* Start Data provided *

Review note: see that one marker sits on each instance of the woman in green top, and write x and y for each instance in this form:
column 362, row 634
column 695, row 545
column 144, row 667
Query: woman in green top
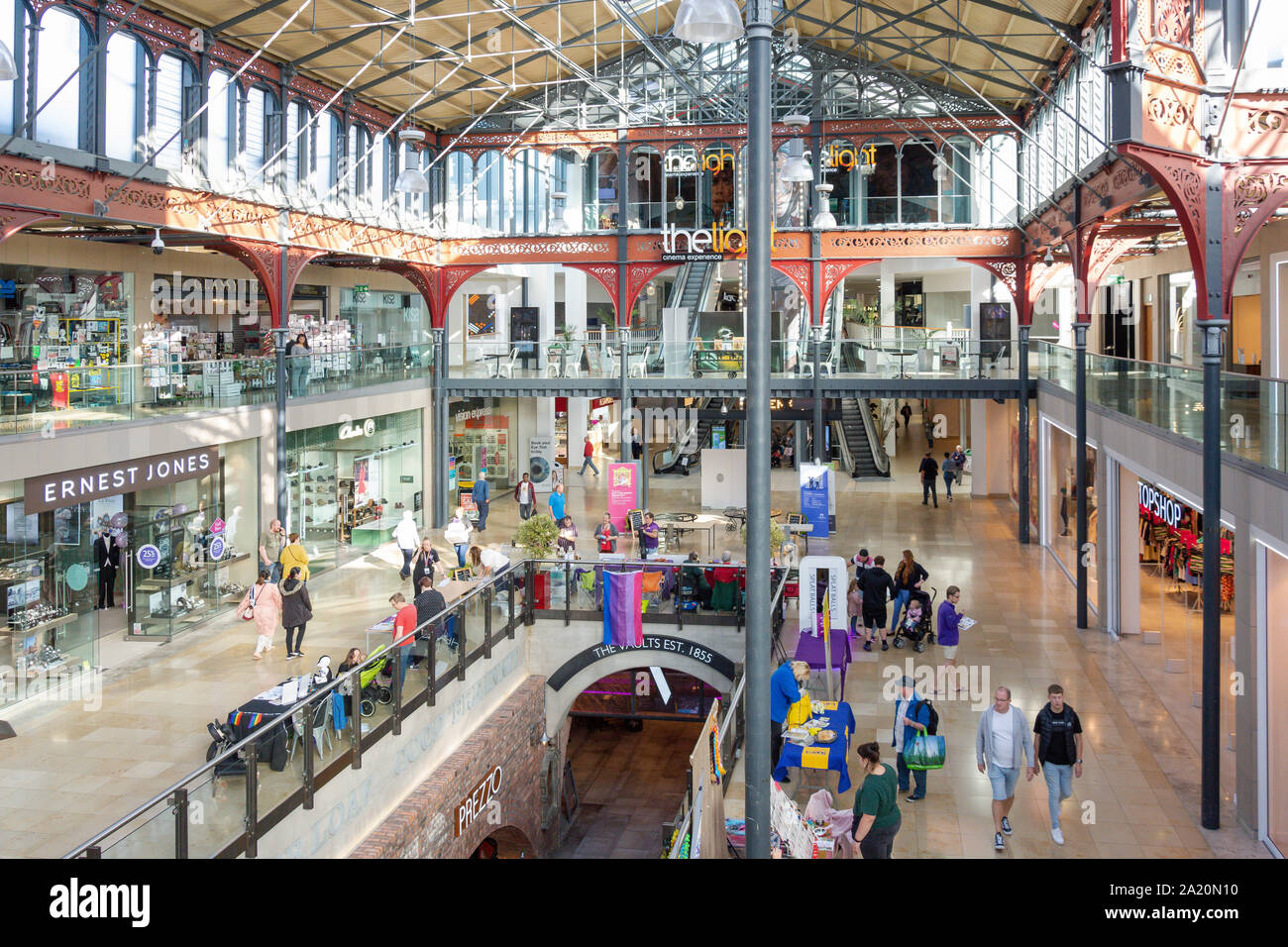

* End Data provided *

Rewrite the listing with every "woman in green top" switched to "person in green top" and all other text unchanged. Leave the pictures out.

Review note: see that one marker sits on each instance of the person in green top, and write x and y for each instance in this form:
column 362, row 634
column 695, row 545
column 144, row 667
Query: person in green top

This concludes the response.